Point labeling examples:
......

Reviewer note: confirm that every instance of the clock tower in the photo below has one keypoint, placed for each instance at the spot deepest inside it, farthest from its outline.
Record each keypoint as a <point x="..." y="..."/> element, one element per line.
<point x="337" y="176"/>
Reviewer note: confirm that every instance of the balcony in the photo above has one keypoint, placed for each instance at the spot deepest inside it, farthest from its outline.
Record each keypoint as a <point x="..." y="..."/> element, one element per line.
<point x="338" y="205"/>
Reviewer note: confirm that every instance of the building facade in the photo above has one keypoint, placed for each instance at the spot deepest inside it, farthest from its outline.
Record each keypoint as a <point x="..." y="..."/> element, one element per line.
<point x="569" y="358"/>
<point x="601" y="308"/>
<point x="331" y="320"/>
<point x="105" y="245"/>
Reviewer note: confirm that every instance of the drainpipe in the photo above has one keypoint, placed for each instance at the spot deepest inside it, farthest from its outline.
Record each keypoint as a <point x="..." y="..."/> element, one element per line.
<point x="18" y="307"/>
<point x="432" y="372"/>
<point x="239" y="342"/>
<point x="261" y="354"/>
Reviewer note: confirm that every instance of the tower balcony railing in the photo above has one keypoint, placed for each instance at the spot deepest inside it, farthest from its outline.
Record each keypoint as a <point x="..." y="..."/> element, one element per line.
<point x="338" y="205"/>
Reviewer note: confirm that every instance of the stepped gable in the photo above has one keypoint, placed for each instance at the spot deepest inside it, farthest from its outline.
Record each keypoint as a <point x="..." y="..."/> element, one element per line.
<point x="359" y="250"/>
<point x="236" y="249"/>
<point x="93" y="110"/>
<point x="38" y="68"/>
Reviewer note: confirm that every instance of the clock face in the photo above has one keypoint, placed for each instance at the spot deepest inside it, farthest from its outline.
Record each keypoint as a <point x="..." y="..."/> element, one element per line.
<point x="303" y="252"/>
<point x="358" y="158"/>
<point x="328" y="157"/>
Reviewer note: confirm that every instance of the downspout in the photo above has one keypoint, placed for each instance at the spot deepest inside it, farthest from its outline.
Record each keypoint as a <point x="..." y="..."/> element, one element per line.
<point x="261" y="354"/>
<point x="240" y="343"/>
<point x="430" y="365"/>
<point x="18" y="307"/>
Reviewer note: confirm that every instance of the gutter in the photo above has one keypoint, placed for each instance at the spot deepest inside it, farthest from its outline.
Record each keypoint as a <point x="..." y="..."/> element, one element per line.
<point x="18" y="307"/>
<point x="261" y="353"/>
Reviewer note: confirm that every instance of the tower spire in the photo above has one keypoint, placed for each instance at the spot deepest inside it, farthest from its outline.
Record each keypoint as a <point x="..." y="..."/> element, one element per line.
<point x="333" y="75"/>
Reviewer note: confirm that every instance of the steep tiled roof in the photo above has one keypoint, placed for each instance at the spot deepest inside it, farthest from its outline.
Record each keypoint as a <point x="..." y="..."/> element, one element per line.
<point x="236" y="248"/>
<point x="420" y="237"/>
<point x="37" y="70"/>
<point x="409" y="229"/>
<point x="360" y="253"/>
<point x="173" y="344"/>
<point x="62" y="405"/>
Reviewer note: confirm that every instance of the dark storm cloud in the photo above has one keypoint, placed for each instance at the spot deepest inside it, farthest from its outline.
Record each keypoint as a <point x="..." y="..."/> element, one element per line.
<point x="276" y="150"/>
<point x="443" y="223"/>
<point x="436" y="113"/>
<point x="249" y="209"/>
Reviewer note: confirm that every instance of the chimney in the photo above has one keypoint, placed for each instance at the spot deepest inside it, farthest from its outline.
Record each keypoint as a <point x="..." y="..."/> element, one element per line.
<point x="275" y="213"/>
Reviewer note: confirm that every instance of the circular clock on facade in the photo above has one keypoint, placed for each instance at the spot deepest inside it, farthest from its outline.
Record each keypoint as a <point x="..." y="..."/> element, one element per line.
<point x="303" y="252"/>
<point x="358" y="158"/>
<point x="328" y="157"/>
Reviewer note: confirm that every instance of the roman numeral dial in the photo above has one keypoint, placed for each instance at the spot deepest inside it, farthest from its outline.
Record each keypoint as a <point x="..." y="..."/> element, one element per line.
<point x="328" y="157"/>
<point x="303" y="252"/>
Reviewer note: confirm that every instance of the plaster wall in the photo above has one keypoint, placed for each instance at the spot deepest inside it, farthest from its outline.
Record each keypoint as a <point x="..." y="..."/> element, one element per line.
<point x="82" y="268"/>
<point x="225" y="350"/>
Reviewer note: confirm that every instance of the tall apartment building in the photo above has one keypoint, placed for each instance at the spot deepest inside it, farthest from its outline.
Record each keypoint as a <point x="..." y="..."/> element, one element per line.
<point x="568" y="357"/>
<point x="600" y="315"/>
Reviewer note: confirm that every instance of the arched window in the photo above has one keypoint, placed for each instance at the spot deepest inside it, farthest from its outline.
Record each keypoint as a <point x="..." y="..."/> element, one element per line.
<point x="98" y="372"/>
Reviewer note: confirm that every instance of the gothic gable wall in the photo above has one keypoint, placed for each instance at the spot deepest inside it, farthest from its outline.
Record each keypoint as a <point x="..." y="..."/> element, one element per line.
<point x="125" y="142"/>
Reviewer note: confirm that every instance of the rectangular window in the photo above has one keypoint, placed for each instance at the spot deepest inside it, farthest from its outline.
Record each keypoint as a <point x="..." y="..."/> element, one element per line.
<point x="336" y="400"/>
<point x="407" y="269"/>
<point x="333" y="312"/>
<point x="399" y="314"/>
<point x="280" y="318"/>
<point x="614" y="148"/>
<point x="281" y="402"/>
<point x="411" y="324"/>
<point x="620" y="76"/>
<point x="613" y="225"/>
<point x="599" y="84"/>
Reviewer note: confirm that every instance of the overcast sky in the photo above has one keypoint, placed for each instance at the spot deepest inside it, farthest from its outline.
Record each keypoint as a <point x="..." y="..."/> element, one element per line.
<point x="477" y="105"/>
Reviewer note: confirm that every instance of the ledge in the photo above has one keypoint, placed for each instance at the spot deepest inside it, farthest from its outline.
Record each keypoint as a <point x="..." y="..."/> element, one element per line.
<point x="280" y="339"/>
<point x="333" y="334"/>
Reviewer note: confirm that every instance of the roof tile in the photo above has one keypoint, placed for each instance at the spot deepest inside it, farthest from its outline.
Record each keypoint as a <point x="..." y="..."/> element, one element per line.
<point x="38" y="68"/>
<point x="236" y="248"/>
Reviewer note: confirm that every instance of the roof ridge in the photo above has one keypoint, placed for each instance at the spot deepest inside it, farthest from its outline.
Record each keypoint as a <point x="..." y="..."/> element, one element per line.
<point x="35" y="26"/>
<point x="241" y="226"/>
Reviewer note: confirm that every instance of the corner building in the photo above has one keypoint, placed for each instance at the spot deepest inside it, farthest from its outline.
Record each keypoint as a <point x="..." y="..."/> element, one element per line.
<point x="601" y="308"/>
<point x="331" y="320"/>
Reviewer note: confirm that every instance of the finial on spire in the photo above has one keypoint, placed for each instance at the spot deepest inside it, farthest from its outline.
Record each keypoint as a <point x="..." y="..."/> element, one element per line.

......

*DESCRIPTION OF THE TASK:*
Retype the entries exactly, including every line.

*OUTPUT FOR THIS TASK:*
Reviewer note: confirm that every instance of the clock tower in the photo below has one keypoint, placed for each instance at the spot deepest inside it, farthest from its outline.
Record each keypoint as a <point x="..." y="..."/> element, one element per line.
<point x="337" y="176"/>
Reviewer note: confirm that every instance of the balcony in the photo above has one keypoint, placed for each instance at the spot deepest inside it, farthest from its outline.
Record each keypoint as a <point x="..." y="..."/> element, one element per line.
<point x="338" y="205"/>
Reviewer note: confirm that every instance of the building facade in the photo above has one keypoint, placed for each instance at the spot deepest inside it, farthest from its outline.
Record each keypoint as a <point x="..." y="..."/> element, one element per line.
<point x="569" y="358"/>
<point x="601" y="308"/>
<point x="331" y="320"/>
<point x="105" y="245"/>
Reviewer note: confirm that every instance of the drainpipe in the photo above has one keypoint, placed for each instance at the spot deepest inside it, farthest from its outline.
Record each keypoint as a <point x="..." y="..."/> element, one element per line.
<point x="18" y="307"/>
<point x="432" y="372"/>
<point x="239" y="342"/>
<point x="261" y="354"/>
Reviewer note: confirm that every instance of the tower balcony railing in the photo above has one keypoint, placed for each instance at the spot deepest inside it, farthest from its outline.
Record each keypoint as a <point x="..." y="..."/> element, one element per line.
<point x="338" y="205"/>
Reviewer note: confirm that every instance of the stepped gable in the photo above has one keypoint, placed for each instance at the spot deepest inside it, farthest from its outline.
Record each keypoint as a <point x="..." y="..."/> element, one element per line.
<point x="359" y="250"/>
<point x="236" y="249"/>
<point x="93" y="110"/>
<point x="38" y="68"/>
Reviewer note: confirm that every instance of the clock face in the photo above has one keypoint, placed for each instance at the spot deepest inside it, farthest from its outline.
Record each keypoint as a <point x="..." y="..."/> element, one element per line.
<point x="303" y="252"/>
<point x="358" y="158"/>
<point x="328" y="157"/>
Reviewer note: confirm that every instance of the downspout in the photo above has one keypoint, placed for each instance at the spot deepest inside it, farthest from its outline.
Record each keypoint as a <point x="..." y="..."/> element, one element per line.
<point x="261" y="354"/>
<point x="240" y="343"/>
<point x="430" y="365"/>
<point x="18" y="307"/>
Reviewer note: confirm that every instance of the gutter in the photo above has one keypoint, placed for each instance at the spot deepest inside it, farthest from its outline.
Record each keypoint as a <point x="..." y="..."/> element, one element per line.
<point x="18" y="307"/>
<point x="261" y="353"/>
Reviewer note: confirm that every instance of the tower spire in the photo above has one keypoint, placed for each instance at the spot deepest inside it, farthest from its outline.
Record each keypoint as a <point x="..." y="..."/> element, one element per line.
<point x="333" y="75"/>
Reviewer note: confirm that every instance of the steep tiled roof in the photo above has one keypoint, placed for each instance at the spot deepest inside it, farthest from its outline.
Record each keypoint as a <point x="..." y="..."/> element, one element per line.
<point x="236" y="248"/>
<point x="420" y="237"/>
<point x="37" y="70"/>
<point x="409" y="229"/>
<point x="360" y="253"/>
<point x="173" y="344"/>
<point x="62" y="405"/>
Reviewer note: confirm that every instance of the dark storm cloud in the photo above has one keypoint, placed for each instance at the spot deepest inside it, farthest from its outline.
Record each keypoint as a <point x="..." y="..."/> element, one element per line.
<point x="276" y="150"/>
<point x="443" y="223"/>
<point x="436" y="113"/>
<point x="249" y="209"/>
Reviewer note: confirm that every instance of the chimney in the photo above has one keypoint, placed for each instance at the spot deepest inside it, farthest from its outline.
Record each keypoint as a <point x="..." y="..."/> element, one element per line.
<point x="275" y="213"/>
Reviewer note: confirm that every instance of the circular clock on facade in the photo above has one keypoint, placed for each instance at the spot deepest inside it, farthest from its outline.
Record each keypoint as a <point x="..." y="..."/> element, one element per line.
<point x="303" y="252"/>
<point x="358" y="158"/>
<point x="328" y="157"/>
Reviewer note: confirm that every instance of the roman numeral dial in the photo above has one keypoint, placed for each instance at the spot deepest inside it, farthest from its outline.
Record each keypoint as a <point x="..." y="..."/> element, one element per line.
<point x="328" y="157"/>
<point x="303" y="252"/>
Reviewer note: confirm that every instance of the plaster wall in the photo above has one keypoint, placed for each instance at the spot deepest inside it, farthest from its outline.
Record each keypoint as a <point x="..." y="..."/> element, one element per line.
<point x="82" y="268"/>
<point x="225" y="350"/>
Reviewer note: confirm that every instance of the tall apartment building in the photo above has one keypoint, placed for each instance at the spot deepest inside it, farthest from its outline.
Record each keypoint as a <point x="..." y="..."/> element, one element per line.
<point x="568" y="357"/>
<point x="600" y="315"/>
Reviewer note: confirm that every instance of the arched window in the photo above has one keypoint, placed for each instance at the spot deepest inside it, farthest from its outline.
Record each keypoint as a <point x="..." y="..."/> element, one element per line.
<point x="98" y="372"/>
Reviewer note: confirm that every instance of the gothic gable wall in the photo above has one keypoint, placed for each instance at the spot deepest inside it, farthest from its outline.
Record each keypoint as a <point x="..." y="..."/> element, one element per line.
<point x="125" y="142"/>
Reviewer note: confirm that every instance of the rectangular window in the photo above has one keypoint, placed for each instance at the spot deepest inside it, farthest from its outline.
Record each keypoint as a <point x="..." y="..."/> element, one element per line.
<point x="336" y="400"/>
<point x="407" y="269"/>
<point x="333" y="312"/>
<point x="399" y="314"/>
<point x="280" y="318"/>
<point x="614" y="148"/>
<point x="281" y="402"/>
<point x="411" y="324"/>
<point x="620" y="76"/>
<point x="613" y="225"/>
<point x="599" y="84"/>
Reviewer note: confirm that every instance of the overcast sky in the photo above has one keypoint, placed for each instance at the spot deepest inside it, farthest from its outline.
Record each keypoint as a <point x="..." y="..."/> element, one element per line.
<point x="477" y="105"/>
Reviewer note: confirm that every instance of the ledge in the photo above has one keypoint, placed for each instance at the spot deepest inside it, farthest from its outline.
Record each keypoint as a <point x="..." y="..."/> element, one element per line.
<point x="280" y="339"/>
<point x="333" y="334"/>
Reviewer note: confirm that every instance of the roof tile in the photo above has one keypoint, placed for each instance at the spot deepest inside it, farthest from its outline.
Record each keypoint as a <point x="..." y="..."/> element, one element per line.
<point x="38" y="68"/>
<point x="236" y="248"/>
Reviewer note: confirm that every instance of the roof ridge in the photo above has one keypoint, placed for each instance at the spot deepest inside it, farthest from its outline.
Record each keypoint as a <point x="..." y="..."/> element, one element per line.
<point x="35" y="26"/>
<point x="241" y="226"/>
Reviewer note: confirm that every instance of the corner building in the photo above has one keypoint, placed for each instance at the spot deepest inside it, farthest from its outline.
Record each keypoint as a <point x="..." y="..."/> element, one element per line.
<point x="601" y="308"/>
<point x="331" y="320"/>
Reviewer note: confirm that every instance of the finial on spire in the photo above has one keypoint, placed for each instance at the spot deepest inside it, farthest from its outline.
Record each keypoint as a <point x="..." y="..."/> element, one element per line.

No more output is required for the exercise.